Texto de lectura =
########

Los que hemos pasado muchas horas de nuestras vidas de Juzgado en Juzgado y de Sala en Sala impetrando Justicia –hay quien dice que con ingenuidad y quien dice que con confianza–, hemos tenido cumplida oportunidad de conocer a un variado catálogo de especímenes humanos encuadrados en la categoría de justiciables. Los hay respetuosos y no faltan los frívolos; abundan los temerosos de la acción de la Justicia y no son pocos los indiferentes a sus dictados.

########

Registros de etiquetado con contornos

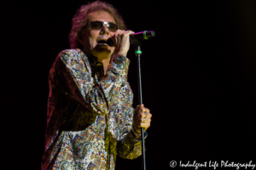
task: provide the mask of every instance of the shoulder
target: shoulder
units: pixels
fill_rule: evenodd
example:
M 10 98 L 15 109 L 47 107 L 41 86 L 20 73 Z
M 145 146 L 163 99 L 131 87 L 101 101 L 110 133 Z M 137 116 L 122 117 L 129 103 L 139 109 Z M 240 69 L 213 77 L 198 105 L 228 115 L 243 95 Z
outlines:
M 61 51 L 57 55 L 57 60 L 61 60 L 63 61 L 67 61 L 70 60 L 75 60 L 79 58 L 84 58 L 85 54 L 84 53 L 79 49 L 64 49 L 63 51 Z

########

Tareas pendientes =
1 - ¿Concuerdan con el texto sobre los justiciables estas afirmaciones? Responde sí o no a cada una y cita literalmente las palabras del texto que lo deciden.
(a) Quien habla ha pasado muchas horas yendo de un juzgado a otro.
(b) Entre los justiciables no hay frívolos.
(c) Son pocos los justiciables indiferentes a los dictados de la Justicia.
2 - Multiplica por 1,2 las coordenadas de los contornos de respuesta de los registros y redondea cada resultado a un número entero, con las mitades hacia arriba. Después reproduce todas las líneas de los registros, solicitudes incluidas, sin la línea de la imagen. Las solicitudes y su muestra de formato deben quedar sin cambios.
Los registros no guardan relación alguna con el texto.

Resultados =
1 -
(a) Sí: "Los que hemos pasado muchas horas de nuestras vidas de Juzgado en Juzgado y de Sala en Sala impetrando Justicia".
(b) No: "no faltan los frívolos".
(c) No: "no son pocos los indiferentes a sus dictados".

2 -
task: provide the mask of every instance of the shoulder
target: shoulder
units: pixels
fill_rule: evenodd
example:
M 10 98 L 15 109 L 47 107 L 41 86 L 20 73 Z
M 145 146 L 163 99 L 131 87 L 101 101 L 110 133 Z M 137 116 L 122 117 L 129 103 L 139 109 Z M 240 69 L 213 77 L 198 105 L 228 115 L 243 95 Z
outlines:
M 73 61 L 68 66 L 68 72 L 73 72 L 76 73 L 80 73 L 84 72 L 90 72 L 95 70 L 101 70 L 102 65 L 101 64 L 95 59 L 77 59 L 76 61 Z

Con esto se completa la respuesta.